* Task statement
Please copy the lines word for word, starting at the line that contains "Could you please indicate the eye in" and ending at the final line.

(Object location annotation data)
──────────
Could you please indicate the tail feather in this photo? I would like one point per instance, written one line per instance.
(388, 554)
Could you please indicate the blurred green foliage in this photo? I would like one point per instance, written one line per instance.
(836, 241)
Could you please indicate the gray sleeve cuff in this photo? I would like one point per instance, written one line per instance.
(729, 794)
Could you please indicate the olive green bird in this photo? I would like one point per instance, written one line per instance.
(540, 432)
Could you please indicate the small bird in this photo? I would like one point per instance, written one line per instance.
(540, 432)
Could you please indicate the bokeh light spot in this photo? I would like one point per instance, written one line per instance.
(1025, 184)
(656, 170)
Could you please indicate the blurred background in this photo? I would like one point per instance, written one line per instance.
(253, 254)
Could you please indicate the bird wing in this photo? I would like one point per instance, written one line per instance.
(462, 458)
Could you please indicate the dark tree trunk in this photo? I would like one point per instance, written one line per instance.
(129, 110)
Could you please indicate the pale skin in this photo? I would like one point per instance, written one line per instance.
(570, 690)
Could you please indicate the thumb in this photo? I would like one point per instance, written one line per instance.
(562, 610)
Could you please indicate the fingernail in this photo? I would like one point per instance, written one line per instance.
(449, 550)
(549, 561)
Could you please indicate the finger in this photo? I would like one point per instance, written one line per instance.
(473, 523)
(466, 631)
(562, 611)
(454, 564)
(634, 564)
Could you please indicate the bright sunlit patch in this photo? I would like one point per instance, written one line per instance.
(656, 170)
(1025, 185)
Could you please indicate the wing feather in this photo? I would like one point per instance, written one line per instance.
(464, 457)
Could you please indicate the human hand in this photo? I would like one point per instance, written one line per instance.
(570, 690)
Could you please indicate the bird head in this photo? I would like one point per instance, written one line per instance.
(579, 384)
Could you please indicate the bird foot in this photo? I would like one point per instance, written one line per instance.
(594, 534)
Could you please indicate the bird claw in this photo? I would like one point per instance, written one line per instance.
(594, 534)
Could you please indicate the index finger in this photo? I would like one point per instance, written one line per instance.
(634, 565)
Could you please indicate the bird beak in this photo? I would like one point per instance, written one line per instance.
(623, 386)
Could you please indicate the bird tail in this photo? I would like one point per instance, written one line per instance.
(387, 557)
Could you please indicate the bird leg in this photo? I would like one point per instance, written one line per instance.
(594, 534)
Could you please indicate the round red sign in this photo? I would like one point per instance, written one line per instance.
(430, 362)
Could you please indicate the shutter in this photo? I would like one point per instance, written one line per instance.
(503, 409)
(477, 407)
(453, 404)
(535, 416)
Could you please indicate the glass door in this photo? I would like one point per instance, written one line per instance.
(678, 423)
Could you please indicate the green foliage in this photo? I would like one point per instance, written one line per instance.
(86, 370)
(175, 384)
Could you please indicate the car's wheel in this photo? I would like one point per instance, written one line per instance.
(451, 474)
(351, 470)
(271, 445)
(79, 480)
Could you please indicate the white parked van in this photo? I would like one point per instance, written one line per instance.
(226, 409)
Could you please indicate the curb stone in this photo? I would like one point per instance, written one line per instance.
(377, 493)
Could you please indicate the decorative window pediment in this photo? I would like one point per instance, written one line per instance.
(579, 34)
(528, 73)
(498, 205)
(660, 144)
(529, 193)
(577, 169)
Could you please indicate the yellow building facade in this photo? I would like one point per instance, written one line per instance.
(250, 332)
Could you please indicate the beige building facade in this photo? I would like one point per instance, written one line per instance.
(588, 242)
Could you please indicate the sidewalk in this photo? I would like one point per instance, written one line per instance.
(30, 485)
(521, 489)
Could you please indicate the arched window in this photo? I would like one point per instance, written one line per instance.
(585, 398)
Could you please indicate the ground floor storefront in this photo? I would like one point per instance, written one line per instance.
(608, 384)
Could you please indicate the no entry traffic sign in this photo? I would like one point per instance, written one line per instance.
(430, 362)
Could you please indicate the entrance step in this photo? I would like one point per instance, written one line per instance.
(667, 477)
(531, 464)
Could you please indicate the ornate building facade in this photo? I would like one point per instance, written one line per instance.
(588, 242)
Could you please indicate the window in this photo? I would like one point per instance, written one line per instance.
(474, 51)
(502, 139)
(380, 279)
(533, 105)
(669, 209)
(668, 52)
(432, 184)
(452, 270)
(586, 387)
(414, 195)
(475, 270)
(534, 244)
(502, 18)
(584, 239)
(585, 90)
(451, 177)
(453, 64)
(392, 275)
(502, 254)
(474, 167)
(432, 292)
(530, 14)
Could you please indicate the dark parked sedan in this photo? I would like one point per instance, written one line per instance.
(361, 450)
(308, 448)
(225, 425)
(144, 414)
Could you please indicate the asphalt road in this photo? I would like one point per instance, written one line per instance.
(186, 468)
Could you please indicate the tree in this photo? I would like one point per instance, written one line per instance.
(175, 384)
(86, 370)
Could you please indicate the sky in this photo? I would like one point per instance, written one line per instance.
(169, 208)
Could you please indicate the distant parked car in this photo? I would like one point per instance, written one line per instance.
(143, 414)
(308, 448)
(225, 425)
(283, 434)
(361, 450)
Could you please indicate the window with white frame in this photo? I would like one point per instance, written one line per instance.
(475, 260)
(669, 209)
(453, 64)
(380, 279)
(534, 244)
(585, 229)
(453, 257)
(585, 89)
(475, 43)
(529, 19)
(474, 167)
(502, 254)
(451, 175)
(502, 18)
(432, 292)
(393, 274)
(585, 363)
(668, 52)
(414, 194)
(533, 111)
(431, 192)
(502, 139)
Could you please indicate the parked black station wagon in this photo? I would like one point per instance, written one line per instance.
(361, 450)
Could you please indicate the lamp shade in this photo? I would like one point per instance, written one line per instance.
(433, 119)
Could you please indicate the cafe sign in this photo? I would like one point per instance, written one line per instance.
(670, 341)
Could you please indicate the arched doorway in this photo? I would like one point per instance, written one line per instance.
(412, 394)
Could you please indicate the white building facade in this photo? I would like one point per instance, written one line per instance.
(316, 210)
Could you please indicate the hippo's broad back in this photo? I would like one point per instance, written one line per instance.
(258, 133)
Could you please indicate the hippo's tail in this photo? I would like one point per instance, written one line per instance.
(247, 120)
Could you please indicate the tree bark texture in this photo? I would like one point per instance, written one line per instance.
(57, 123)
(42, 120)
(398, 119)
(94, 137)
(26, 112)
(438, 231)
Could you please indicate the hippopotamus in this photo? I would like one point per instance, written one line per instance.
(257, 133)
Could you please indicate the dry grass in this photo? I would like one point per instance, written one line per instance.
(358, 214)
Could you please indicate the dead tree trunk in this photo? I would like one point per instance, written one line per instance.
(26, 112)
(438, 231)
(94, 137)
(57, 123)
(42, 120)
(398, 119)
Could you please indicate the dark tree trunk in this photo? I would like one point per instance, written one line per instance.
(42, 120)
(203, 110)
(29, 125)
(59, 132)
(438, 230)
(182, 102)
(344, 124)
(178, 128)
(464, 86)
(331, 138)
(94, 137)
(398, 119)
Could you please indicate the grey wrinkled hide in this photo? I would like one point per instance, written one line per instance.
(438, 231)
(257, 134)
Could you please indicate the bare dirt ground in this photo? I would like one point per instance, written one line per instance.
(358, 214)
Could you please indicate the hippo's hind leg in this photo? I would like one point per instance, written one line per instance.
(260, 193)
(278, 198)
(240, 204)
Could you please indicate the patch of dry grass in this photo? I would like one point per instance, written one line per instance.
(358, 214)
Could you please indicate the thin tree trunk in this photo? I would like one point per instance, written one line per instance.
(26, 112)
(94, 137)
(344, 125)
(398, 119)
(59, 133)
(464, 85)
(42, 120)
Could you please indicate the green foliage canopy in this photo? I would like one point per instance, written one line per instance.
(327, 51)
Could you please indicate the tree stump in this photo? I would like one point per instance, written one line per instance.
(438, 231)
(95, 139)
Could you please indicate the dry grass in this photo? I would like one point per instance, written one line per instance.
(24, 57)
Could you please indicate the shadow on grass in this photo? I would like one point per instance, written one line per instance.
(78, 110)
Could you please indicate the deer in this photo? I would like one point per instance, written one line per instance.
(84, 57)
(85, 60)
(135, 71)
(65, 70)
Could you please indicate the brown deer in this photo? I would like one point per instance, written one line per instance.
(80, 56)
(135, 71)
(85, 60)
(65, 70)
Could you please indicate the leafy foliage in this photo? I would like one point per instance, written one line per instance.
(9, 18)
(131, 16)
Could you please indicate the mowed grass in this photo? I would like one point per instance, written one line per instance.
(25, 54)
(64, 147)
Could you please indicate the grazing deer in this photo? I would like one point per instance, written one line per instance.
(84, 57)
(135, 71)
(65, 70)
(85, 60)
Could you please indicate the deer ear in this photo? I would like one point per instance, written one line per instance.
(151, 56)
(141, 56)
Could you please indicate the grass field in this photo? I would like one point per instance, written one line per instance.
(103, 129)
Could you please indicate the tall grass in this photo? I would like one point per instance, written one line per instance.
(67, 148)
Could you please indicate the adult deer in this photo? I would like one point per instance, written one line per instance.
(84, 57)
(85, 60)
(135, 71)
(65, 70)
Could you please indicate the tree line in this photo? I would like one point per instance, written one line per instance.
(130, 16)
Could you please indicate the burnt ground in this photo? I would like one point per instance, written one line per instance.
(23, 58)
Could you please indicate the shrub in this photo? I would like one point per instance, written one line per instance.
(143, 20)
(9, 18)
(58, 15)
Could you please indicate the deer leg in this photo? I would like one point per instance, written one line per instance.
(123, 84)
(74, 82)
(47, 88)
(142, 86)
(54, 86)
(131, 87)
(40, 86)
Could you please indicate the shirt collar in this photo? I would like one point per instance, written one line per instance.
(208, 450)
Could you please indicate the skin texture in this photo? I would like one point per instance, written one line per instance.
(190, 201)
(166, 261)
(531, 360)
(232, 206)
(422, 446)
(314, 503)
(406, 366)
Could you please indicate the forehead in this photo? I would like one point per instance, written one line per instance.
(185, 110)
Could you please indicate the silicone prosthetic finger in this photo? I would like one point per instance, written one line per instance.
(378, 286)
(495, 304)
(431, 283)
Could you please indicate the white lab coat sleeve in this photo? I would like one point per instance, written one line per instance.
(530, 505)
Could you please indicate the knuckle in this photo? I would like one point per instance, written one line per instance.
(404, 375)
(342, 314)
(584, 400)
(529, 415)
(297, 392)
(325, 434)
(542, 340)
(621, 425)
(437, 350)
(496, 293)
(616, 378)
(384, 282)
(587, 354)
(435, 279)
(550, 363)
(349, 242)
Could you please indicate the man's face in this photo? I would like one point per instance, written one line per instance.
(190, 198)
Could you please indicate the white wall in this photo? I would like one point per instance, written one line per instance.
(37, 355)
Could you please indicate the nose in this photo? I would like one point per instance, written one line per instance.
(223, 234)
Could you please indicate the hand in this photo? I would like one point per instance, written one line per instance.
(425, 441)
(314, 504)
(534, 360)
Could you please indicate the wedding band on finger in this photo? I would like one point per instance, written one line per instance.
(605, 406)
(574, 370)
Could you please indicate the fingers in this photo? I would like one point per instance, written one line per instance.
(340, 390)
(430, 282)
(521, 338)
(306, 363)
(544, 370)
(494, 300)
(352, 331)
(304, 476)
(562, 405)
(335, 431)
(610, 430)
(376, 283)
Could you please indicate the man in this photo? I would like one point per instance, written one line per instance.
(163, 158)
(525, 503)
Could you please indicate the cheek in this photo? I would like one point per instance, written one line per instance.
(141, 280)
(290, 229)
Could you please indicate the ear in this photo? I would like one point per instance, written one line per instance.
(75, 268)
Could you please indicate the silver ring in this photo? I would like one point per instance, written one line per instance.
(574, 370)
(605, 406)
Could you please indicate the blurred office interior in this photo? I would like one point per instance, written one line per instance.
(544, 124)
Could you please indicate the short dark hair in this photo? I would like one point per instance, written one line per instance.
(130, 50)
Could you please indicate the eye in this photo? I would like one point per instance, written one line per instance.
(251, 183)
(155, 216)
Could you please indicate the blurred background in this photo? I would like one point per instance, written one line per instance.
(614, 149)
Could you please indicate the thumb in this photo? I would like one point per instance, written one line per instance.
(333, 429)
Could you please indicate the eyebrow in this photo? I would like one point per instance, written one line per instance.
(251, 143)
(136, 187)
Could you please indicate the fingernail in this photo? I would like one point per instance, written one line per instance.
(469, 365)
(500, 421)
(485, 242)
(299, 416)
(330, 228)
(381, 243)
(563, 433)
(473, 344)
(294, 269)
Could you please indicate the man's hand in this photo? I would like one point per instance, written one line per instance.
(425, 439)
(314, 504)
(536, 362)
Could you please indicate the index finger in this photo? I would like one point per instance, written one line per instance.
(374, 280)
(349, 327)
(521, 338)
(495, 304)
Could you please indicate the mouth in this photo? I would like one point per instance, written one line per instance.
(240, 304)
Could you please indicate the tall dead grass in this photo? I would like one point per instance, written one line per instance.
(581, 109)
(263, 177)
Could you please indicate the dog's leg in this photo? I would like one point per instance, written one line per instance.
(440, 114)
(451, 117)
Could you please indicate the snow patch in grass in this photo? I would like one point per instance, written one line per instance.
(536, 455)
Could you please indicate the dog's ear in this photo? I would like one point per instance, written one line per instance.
──────────
* Correct response
Could you please indicate the eye in this photo? I would like one point per instance, written one line per instance.
(251, 183)
(155, 216)
Could you please indicate the blurred background in this photo? I would like one point per instance, written one line per instance.
(614, 149)
Could you please indicate the thumb in this photo? I would like one point per instance, written one line per instance.
(333, 429)
Could you please indicate the eyebrow in this photo? I would like one point per instance, written one line per instance.
(251, 143)
(136, 187)
Could you please indicate the fingernail in this photo? I would like one point per instance, written one line per instance.
(469, 365)
(500, 421)
(485, 242)
(299, 416)
(330, 228)
(381, 243)
(563, 433)
(473, 344)
(294, 269)
Could you please indicate the man's hand in this photo? I would like one point per instance, written one line per instance.
(425, 439)
(314, 504)
(536, 362)
Could you please indicate the index finger in this photo? I would like one point per instance, written one line per instance.
(374, 280)
(349, 327)
(521, 338)
(495, 304)
Could you please indicate the mouth in this photo? I would like one point per instance, written one line per instance.
(240, 304)
Could you please indicate the tall dead grass in this photo? I would like one point per instance, written one line per instance.
(581, 109)
(263, 177)
Could you please indicate the dog's leg in this photo? I would like one point per instance, written one line per instance.
(440, 114)
(451, 117)
Could you please indicate the snow patch in grass in this photo? I would like one point per instance, written one line per instance.
(536, 455)
Could you please indicate the dog's ear in this photo? I would like one point per instance, written one line per instance.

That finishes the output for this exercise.